=== Provided records ===

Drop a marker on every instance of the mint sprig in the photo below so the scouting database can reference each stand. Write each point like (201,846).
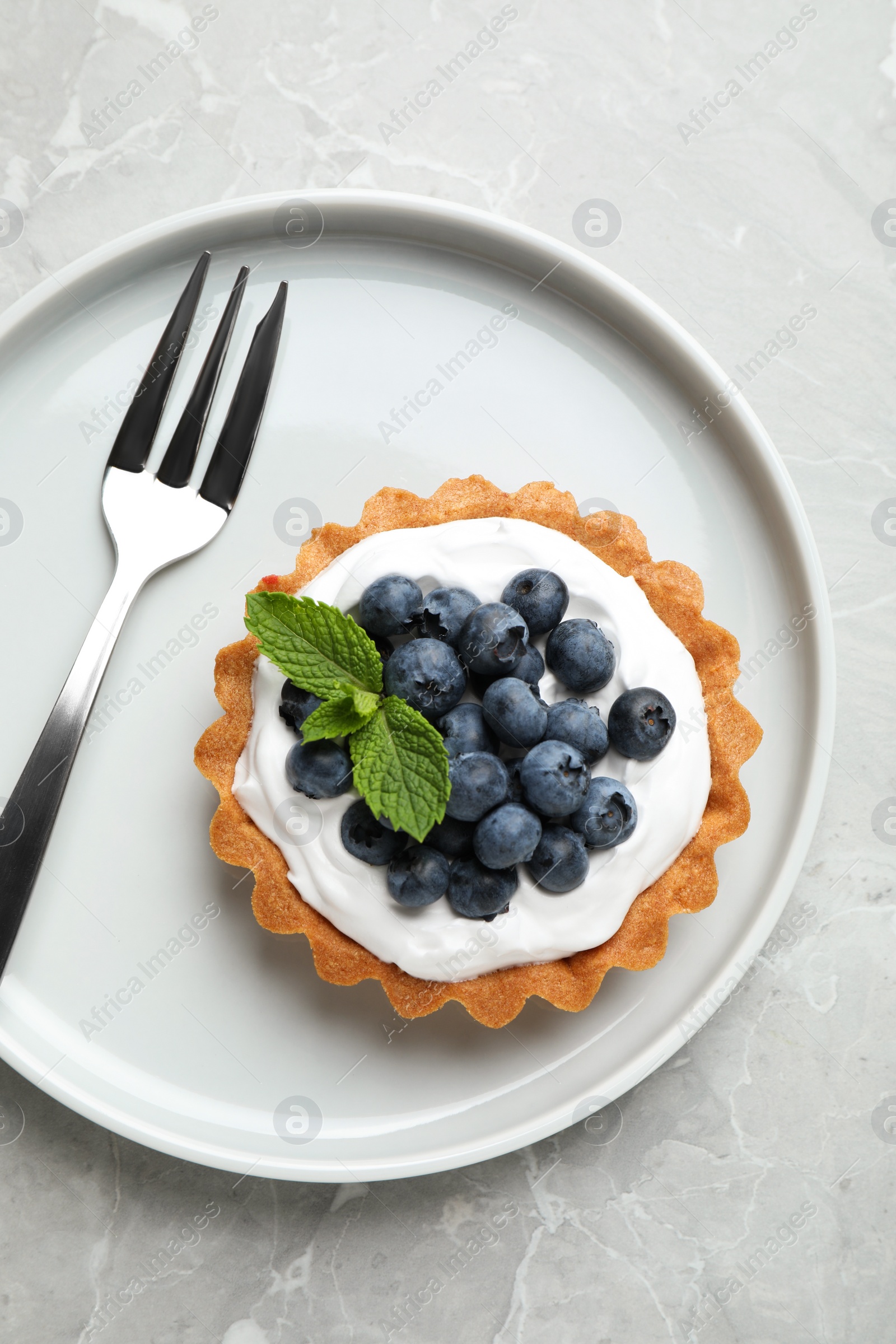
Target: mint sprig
(401,768)
(399,761)
(342,716)
(314,644)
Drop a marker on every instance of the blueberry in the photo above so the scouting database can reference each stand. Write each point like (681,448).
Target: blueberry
(493,639)
(531,667)
(385,648)
(445,610)
(295,704)
(319,769)
(464,730)
(540,597)
(367,839)
(507,837)
(479,784)
(580,725)
(641,724)
(581,655)
(428,675)
(453,838)
(561,862)
(390,605)
(480,893)
(555,778)
(608,816)
(418,875)
(515,711)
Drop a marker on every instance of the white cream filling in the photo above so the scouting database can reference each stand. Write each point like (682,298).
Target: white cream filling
(671,792)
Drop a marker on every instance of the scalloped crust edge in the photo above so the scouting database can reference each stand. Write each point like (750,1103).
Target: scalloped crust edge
(688,885)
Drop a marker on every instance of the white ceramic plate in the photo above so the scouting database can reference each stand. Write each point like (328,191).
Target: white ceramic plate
(587,386)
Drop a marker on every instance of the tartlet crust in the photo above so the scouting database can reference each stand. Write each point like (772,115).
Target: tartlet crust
(688,885)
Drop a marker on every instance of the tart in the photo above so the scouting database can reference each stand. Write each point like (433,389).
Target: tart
(631,933)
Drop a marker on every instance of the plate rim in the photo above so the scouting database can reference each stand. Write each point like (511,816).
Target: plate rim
(638,320)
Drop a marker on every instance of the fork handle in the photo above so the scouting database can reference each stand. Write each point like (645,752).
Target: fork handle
(31,811)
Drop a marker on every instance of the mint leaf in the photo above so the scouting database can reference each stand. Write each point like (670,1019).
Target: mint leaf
(314,644)
(340,716)
(401,768)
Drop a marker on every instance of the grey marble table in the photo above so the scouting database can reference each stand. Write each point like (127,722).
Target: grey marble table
(749,1190)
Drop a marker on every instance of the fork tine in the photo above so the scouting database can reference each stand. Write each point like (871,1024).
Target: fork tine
(180,456)
(228,461)
(139,428)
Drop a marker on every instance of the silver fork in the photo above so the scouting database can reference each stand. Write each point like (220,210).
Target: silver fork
(153,521)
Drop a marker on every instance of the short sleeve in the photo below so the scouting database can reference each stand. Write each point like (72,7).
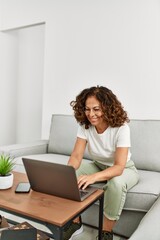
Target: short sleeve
(123,136)
(81,133)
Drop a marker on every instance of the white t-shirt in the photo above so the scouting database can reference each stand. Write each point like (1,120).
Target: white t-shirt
(101,147)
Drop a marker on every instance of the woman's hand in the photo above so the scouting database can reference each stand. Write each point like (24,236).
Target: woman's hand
(85,180)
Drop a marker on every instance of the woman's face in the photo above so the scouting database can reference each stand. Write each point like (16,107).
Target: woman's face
(94,112)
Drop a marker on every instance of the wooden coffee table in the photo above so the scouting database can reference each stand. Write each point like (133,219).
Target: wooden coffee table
(54,212)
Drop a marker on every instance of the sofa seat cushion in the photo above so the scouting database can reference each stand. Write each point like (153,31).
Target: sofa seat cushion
(142,196)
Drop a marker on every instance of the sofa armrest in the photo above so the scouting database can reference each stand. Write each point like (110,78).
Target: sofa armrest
(19,150)
(149,226)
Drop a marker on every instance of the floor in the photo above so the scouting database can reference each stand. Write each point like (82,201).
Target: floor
(88,233)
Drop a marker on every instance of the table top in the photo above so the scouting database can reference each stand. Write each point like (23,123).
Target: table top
(40,206)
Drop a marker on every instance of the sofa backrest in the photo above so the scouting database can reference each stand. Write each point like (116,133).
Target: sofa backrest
(145,144)
(63,134)
(145,140)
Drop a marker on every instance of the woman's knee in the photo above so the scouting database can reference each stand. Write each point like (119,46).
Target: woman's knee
(116,184)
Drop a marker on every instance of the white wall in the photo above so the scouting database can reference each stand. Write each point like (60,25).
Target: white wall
(30,83)
(89,42)
(8,83)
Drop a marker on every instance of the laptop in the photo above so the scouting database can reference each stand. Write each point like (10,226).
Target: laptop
(55,179)
(25,234)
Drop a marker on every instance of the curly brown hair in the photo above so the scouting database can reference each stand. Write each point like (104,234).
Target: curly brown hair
(114,114)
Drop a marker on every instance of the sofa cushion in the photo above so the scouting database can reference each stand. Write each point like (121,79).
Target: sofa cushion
(142,196)
(145,144)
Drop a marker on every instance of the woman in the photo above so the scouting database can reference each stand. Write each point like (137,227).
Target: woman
(104,131)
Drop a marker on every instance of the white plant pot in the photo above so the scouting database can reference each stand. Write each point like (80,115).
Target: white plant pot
(6,181)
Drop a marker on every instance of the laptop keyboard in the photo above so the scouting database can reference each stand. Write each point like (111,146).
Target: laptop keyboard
(83,192)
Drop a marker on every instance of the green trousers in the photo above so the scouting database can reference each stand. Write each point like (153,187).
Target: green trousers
(115,189)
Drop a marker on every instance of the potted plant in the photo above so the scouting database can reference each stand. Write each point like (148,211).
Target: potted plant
(6,175)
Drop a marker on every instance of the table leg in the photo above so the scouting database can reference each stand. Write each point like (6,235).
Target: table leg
(57,231)
(101,200)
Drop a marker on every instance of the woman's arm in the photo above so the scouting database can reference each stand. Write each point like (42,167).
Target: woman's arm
(113,171)
(77,154)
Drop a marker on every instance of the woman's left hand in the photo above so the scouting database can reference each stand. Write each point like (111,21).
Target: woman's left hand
(85,180)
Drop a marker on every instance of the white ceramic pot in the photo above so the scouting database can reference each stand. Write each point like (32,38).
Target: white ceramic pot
(6,181)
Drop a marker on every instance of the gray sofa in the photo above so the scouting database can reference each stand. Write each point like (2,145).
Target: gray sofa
(141,212)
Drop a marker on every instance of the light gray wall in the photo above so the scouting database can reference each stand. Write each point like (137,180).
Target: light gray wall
(112,43)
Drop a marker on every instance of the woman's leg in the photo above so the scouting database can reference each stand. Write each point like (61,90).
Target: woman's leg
(116,190)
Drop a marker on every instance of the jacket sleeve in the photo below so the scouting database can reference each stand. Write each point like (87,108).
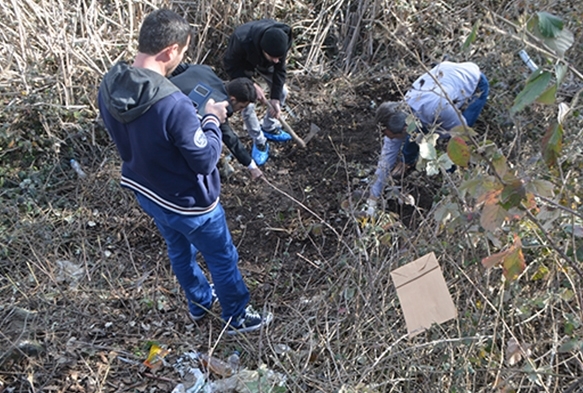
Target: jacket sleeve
(234,144)
(278,80)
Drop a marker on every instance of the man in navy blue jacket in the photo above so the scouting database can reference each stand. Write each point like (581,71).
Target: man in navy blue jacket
(170,162)
(261,46)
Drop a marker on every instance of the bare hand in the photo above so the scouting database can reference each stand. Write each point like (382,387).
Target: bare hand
(255,173)
(260,93)
(275,109)
(219,109)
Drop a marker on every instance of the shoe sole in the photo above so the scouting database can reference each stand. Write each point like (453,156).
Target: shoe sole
(266,321)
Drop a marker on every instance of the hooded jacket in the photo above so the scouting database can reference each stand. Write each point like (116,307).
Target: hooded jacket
(244,53)
(168,156)
(186,77)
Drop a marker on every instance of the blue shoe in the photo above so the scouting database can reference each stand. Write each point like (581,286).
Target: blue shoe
(204,310)
(260,156)
(250,321)
(277,135)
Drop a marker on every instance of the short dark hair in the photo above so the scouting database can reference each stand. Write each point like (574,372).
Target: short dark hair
(242,89)
(391,116)
(161,29)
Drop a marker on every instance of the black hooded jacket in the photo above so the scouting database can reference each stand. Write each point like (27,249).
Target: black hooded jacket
(244,53)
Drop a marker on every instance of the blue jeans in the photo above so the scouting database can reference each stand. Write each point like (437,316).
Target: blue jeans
(209,234)
(410,149)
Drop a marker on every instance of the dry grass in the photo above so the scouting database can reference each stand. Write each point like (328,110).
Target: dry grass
(85,330)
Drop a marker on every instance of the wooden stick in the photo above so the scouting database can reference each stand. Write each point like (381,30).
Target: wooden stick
(286,126)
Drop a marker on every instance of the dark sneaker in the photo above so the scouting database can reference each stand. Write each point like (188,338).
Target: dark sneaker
(260,154)
(250,321)
(214,299)
(276,135)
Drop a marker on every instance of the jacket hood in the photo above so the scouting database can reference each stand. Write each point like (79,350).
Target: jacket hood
(128,92)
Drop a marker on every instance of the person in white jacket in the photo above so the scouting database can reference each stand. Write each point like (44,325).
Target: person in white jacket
(449,95)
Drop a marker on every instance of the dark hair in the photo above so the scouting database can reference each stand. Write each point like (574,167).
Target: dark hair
(389,115)
(161,29)
(242,89)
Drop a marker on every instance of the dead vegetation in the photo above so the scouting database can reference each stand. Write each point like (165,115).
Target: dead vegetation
(85,282)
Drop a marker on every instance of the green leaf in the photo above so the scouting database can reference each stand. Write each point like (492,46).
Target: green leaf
(541,187)
(499,163)
(560,73)
(570,345)
(514,263)
(552,144)
(458,151)
(535,86)
(472,37)
(561,43)
(493,214)
(549,96)
(512,194)
(549,25)
(445,161)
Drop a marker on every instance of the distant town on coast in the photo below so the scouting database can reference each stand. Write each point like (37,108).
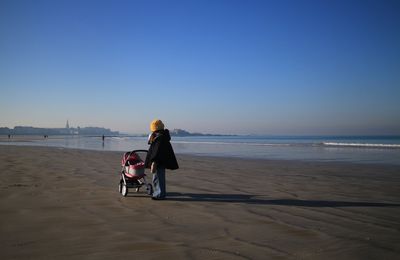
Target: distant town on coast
(67,130)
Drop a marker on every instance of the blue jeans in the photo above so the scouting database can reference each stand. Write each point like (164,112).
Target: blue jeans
(159,183)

===

Output precisely the lines in the material above from the line containing "Drop a marker on every instance of the person" through its last line, and omit pictures.

Drop a marker on every instance of the person in white jacket in the photo above so the scouting database can reference each stand. Write each point like (44,325).
Target: person in white jacket
(449,95)
Drop a marker on every instance of the dark hair in the photo above so the scouting database can reference each stand. Write each point like (574,167).
Target: dark hair
(389,115)
(161,29)
(242,89)
Drop a marker on every instance of the dead vegetation in the photo above so the scouting database can reference each stand. Write each point like (165,115).
Target: dead vegetation
(85,282)
Drop a marker on every instance of the green leaf in the photo above so the scouting database can reference each stand. Write each point like (492,46).
Target: green leaf
(541,187)
(499,163)
(560,73)
(570,345)
(514,263)
(552,144)
(458,151)
(535,86)
(472,37)
(561,43)
(493,214)
(549,96)
(512,194)
(549,25)
(445,161)
Drop a marker on every instance of the distant town on coast in the photo below so the scouting database can reference each stand. Write each point like (37,108).
Target: distant town on coast
(67,130)
Drop a marker on every instance of the blue jeans in the photo above so the scouting database can reference each stand. Write each point like (164,112).
Target: blue jeans
(159,183)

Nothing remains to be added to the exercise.